## The exercise
Please write out the material that follows, exactly as it stands.

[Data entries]
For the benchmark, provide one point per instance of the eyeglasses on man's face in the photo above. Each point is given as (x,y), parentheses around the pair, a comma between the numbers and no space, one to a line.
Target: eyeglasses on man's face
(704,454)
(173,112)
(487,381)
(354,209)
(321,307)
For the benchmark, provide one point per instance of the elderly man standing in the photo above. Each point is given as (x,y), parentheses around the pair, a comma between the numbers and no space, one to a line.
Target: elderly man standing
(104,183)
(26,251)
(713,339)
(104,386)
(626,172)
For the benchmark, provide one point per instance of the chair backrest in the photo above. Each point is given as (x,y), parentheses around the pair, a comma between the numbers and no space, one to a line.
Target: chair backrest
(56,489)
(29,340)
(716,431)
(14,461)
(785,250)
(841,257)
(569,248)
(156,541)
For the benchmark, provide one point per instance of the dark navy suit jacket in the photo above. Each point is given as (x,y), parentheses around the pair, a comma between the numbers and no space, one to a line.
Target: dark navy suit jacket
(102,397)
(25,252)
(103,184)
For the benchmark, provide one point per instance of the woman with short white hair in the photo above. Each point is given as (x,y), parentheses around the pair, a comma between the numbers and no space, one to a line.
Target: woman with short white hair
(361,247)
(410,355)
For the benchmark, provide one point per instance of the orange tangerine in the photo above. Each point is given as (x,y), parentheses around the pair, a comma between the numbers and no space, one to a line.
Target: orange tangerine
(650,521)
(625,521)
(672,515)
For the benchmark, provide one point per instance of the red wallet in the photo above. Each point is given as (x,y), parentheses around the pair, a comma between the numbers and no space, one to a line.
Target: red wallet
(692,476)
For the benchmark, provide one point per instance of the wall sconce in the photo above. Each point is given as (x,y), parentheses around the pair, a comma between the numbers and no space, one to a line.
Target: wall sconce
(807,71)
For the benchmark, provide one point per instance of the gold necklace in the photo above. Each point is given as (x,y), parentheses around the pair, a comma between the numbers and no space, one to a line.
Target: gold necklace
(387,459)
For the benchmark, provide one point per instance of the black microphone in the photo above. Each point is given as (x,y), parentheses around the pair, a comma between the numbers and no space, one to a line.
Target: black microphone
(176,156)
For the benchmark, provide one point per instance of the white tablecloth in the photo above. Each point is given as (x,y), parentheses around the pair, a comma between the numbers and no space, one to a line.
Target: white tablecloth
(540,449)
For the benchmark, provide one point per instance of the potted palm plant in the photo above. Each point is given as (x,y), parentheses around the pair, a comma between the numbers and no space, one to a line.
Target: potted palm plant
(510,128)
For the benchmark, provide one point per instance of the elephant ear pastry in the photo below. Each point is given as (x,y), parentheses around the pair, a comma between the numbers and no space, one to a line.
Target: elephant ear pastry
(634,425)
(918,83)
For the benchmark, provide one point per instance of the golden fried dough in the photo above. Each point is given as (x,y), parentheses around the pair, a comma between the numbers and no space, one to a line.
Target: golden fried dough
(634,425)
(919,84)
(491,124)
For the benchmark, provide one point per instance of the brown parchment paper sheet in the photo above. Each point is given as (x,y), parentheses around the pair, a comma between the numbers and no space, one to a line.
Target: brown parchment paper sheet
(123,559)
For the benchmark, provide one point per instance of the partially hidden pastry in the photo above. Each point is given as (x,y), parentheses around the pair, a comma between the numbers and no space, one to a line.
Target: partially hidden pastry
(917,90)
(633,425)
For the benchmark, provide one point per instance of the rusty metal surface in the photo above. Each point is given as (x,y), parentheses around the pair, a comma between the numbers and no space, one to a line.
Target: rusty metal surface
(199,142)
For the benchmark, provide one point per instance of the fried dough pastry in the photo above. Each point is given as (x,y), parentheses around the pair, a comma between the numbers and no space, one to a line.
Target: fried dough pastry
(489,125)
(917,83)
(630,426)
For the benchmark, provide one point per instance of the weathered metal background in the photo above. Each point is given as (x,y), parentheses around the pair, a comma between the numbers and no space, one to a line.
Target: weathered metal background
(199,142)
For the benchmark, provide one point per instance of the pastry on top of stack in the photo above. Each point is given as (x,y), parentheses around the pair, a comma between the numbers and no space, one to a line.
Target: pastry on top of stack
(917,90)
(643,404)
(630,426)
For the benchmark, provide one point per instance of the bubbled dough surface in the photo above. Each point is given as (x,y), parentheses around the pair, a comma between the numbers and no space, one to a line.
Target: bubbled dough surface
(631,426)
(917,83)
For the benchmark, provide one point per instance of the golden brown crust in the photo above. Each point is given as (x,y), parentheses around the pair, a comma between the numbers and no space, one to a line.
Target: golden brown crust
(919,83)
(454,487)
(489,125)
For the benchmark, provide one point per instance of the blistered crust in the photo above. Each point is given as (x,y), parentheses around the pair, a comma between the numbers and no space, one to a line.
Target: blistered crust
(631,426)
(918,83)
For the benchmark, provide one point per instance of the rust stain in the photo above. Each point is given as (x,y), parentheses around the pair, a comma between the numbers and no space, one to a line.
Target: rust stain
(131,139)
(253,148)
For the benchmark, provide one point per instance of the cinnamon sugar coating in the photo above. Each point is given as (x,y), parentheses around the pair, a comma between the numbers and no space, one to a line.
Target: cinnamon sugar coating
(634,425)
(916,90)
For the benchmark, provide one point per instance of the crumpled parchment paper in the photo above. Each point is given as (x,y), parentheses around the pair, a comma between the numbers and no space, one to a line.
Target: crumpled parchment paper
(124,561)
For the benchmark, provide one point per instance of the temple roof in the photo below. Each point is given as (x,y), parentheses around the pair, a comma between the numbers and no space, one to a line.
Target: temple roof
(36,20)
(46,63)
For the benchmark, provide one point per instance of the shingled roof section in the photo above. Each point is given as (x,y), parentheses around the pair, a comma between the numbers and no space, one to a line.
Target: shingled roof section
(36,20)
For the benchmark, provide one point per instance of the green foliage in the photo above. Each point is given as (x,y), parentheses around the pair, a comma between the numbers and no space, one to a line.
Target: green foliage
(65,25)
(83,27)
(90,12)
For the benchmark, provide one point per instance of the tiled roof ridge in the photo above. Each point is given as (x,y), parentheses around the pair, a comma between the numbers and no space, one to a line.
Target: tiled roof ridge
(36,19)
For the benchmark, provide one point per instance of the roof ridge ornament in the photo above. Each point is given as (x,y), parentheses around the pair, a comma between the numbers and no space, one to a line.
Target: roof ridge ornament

## Reply to the exercise
For the benchmark, provide one point per instance of the eyeglasses on man's face in the photo above. Each point is given as (x,y), parentheses around the pair, a comma between the numbers and no space, one to a line.
Target: eyeglasses on man's face
(704,454)
(173,112)
(487,381)
(354,209)
(321,307)
For the benchmark, provide one point per instance of the elderly man standing in the photo above. Each point is given as (x,y), parentheses around the pair, a comma between the numbers and no space, one to a line.
Target: elderly man standing
(104,183)
(26,251)
(713,339)
(104,386)
(626,172)
For the benchmark, provide one point per instance of the chair backrest in the photo above. Each point is given as (x,y), parentheses around the pair, a comma between the numbers and no space, one to a line.
Target: chair backrest
(56,489)
(29,340)
(716,431)
(14,461)
(785,250)
(841,257)
(569,248)
(156,541)
For the benchmark, provide one point per instance of the dark navy suit jacket in the photo above. Each point is given as (x,y), parentheses around the pair, a comma between the numbers and no space, one to a line.
Target: dark navy suit jacket
(102,397)
(25,252)
(103,184)
For the benchmark, provide one point per instance of the woman with short white hair in the photo above. Each point is given as (x,y), parentheses around the pair, a comma between the numbers and no space, one to a line.
Target: woman with short white hair
(361,247)
(410,355)
For the benchmark, provide one point per instance of the orange tangerine in the photo above. Each point is given as (x,y), parentheses around the pair, a comma between the numbers and no space, one to a line.
Target: orange tangerine
(650,521)
(625,521)
(672,515)
For the benchmark, provide one point per instance of the red wallet in the photo above. Each point is given as (x,y), parentheses around the pair, a comma between the numbers and no space, one to a line.
Target: red wallet
(692,476)
For the benchmark, provide one point per instance of the wall sconce in the photo above. Each point is given as (x,y), parentheses around the pair, a comma between the numbers and no space, one to a line.
Target: wall sconce
(807,71)
For the benchmark, provide one point per instance of the gold necklace in the photo above. Each point is given as (x,y), parentheses around the pair, a comma between the numbers and no space, one to a line.
Target: gold necklace
(387,459)
For the benchmark, provide one point per instance of the black microphone in the photo above. Each point is given as (x,y), parentheses around the pair, a comma between the numbers and no space, one to a line.
Target: black microphone
(176,156)
For the benchmark, provide one point per instance of the white tablecloth in the photo above. Each point is given as (x,y), parentheses around the pair, a comma between the numbers and no space, one to a line.
Target: white tablecloth
(540,449)
For the benchmark, provide one point per instance of the potted palm plant in the photo above. Each point is given as (x,y), parentheses around the pair, a comma between the numbers and no space, one to a line.
Target: potted palm plant
(510,128)
For the benchmark, provide one point per instance of the elephant ear pastry in the photo below. Each point is given as (x,y), parentheses around the pair, a comma between the numbers and no space, one to a line.
Target: elephant ear pastry
(634,425)
(918,83)
For the benchmark, provide one point per instance of the golden fried dough in the photo above. Each point is given as (x,y), parentheses around the pair, a comma between the numbers and no space, one to a line.
Target: golden fried dough
(634,425)
(919,84)
(491,124)
For the benchmark, provide one point per instance of the brown parchment paper sheet in the photo above. Each point is given as (x,y), parentheses around the pair, a comma between the numbers and no space, one to a line.
Target: brown parchment paper sheet
(123,559)
For the benchmark, provide one point per instance of the partially hidden pastry in the photo above. Each point is given as (x,y), parentheses around the pair, a comma between the numbers and no space, one to a line.
Target: partially hidden pastry
(917,90)
(633,425)
For the benchmark, provide one point per instance of the rusty metal surface in the photo above. Each point is given as (x,y), parentheses around the pair, a comma between the numbers and no space, one to a line.
Target: rusty metal surface
(199,142)
For the benchmark, provide one point per instance of the fried dough pastry in the photo above. Each point is given as (x,y), parentheses around the pair, a comma between the numbers and no space, one to a line.
Target: fried dough pastry
(489,125)
(917,83)
(630,426)
For the benchmark, provide one point per instance of the weathered metal background in the photo above. Each point is given as (x,y), parentheses around the pair, a comma between the numbers and no space, one to a line.
Target: weathered metal background
(199,142)
For the benchmark, provide one point per instance of the pastry on top of stack in the photo above. Each point is given as (x,y), parentheses around the pair, a comma between the numbers and no space, one to a line.
Target: pastry on top of stack
(917,90)
(643,404)
(630,426)
For the benchmark, provide one point per instance of the bubbled dough surface in the photo above. Each point is given as (x,y), parentheses around the pair, a comma between the numbers and no space, one to a line.
Target: bubbled dough surface
(631,426)
(917,83)
For the benchmark, provide one point per instance of the golden brown crust in the photo above. Each point is given as (x,y), parentheses around the pair, a comma between the numbers and no space, one to a line.
Target: golden brown crust
(919,83)
(454,487)
(489,125)
For the benchmark, provide one point per instance of the blistered crust in the photo above. Each point is given as (x,y), parentheses around the pair, a comma between the numbers and no space, one to a line.
Target: blistered crust
(631,426)
(918,83)
For the benchmark, provide one point per instance of the rust stain in the photo above. Each point is given as (x,y), parentheses around the pair, a comma between the numbers and no space, one to a line.
Target: rust stain
(131,139)
(253,148)
For the benchmark, provide one point per instance of the cinnamon sugar coating in the photo above. Each point is given as (x,y), parentheses around the pair, a comma between the numbers and no space, one to a line.
Target: cinnamon sugar coating
(634,425)
(916,90)
For the benchmark, provide one point per instance of the crumpled parchment paper in the photo above. Each point is given as (x,y), parentheses around the pair, a comma between the numbers and no space, one to a line.
Target: crumpled parchment paper
(124,561)
For the benchmark, provide one point per instance of the temple roof in the photo below. Each point is given as (x,y), parentheses around the pair, a comma between the numbers and no space, one to a line.
Target: temple roof
(36,20)
(46,63)
For the benchmark, provide one point per instance of the shingled roof section in the photo above. Each point is given as (x,y), parentheses around the pair, a comma between the numbers and no space, one to a line.
Target: shingled roof section
(36,20)
For the benchmark, provide one point per instance of the green foliage in the photo above. Each point is given as (x,y), parentheses around the pair, a comma between the numbers and no space, one to a line.
Target: green foliage
(65,25)
(83,27)
(90,12)
For the benchmark, provide one point per instance of the tiled roof ridge in the photo above. Each point is given as (x,y), parentheses around the pair, a comma between the numbers and no space, one to a line.
Target: tiled roof ridge
(36,19)
For the benchmark, provide one point per instance of the roof ridge ornament in the photo above. Each point is given as (x,y), parentheses around the pair, a comma between the numbers and no space, one to a line.
Target: roof ridge ornament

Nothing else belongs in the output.